### TASK REQUIREMENTS:
How many lines in the rows below contain the string "trowel"? Reply with the number alone.

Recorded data
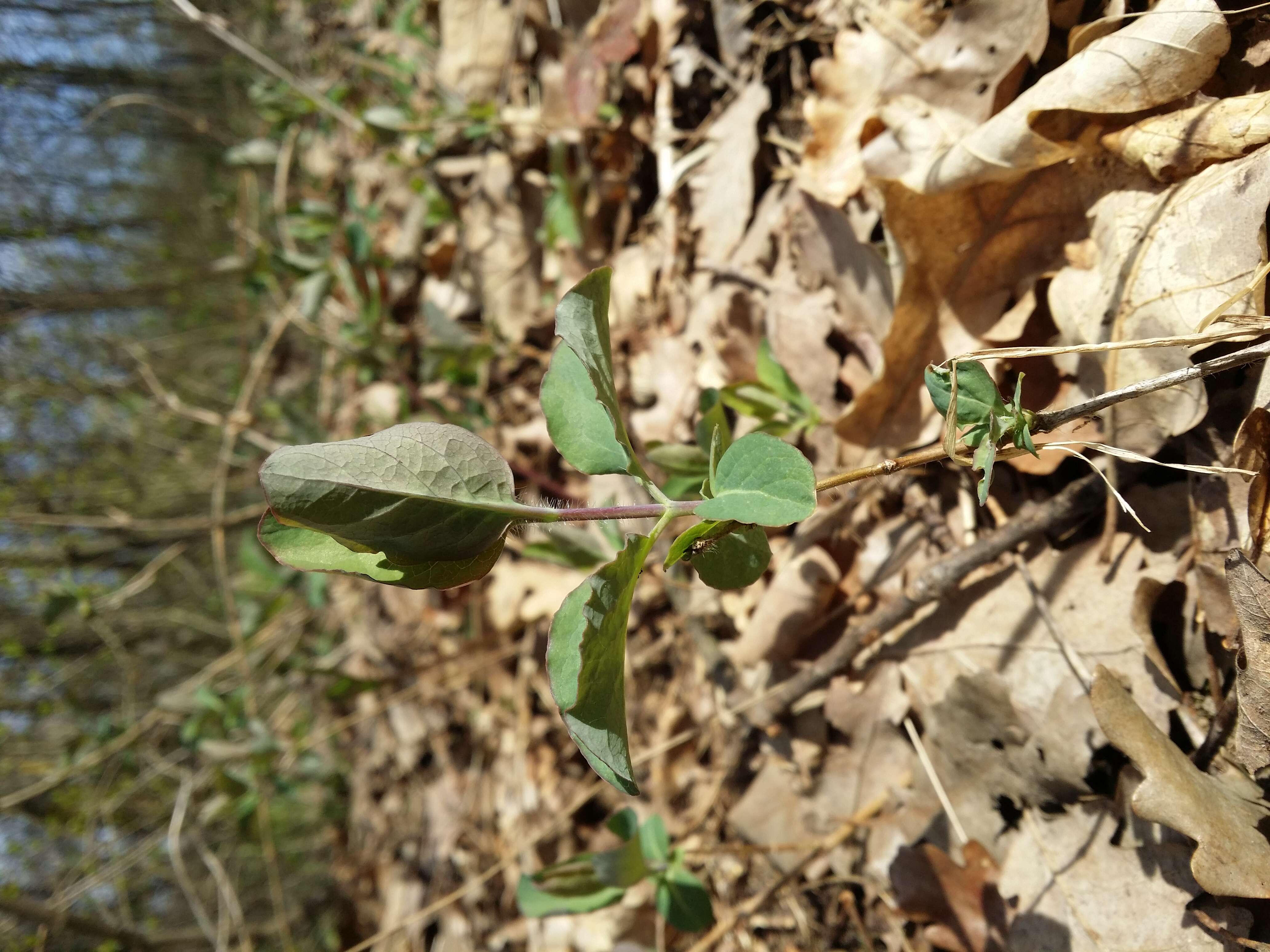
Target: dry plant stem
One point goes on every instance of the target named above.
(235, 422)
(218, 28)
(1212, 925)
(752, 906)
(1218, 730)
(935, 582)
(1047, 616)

---

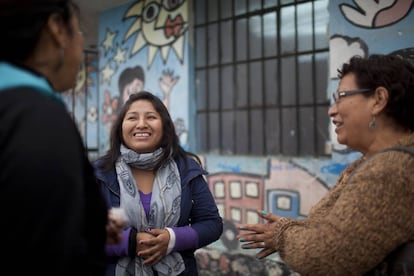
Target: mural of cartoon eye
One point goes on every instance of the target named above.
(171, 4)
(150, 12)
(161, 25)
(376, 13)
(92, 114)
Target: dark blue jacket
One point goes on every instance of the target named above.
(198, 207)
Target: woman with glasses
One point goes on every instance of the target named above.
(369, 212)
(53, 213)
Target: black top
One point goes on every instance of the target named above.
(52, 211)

---

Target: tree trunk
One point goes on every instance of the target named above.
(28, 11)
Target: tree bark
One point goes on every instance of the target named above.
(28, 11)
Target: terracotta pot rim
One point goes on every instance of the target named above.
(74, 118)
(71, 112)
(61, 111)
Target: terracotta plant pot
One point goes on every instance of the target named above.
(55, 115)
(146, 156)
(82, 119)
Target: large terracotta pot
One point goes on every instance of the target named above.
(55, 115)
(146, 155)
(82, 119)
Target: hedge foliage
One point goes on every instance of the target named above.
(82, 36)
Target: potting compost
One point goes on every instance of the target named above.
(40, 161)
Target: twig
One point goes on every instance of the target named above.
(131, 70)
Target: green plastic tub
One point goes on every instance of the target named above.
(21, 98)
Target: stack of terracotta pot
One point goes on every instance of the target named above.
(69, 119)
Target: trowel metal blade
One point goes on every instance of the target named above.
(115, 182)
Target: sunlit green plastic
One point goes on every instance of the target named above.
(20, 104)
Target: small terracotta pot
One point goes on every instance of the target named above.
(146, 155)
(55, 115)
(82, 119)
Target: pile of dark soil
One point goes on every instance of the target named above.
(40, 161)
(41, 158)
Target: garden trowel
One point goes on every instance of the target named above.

### ANSWER BELOW:
2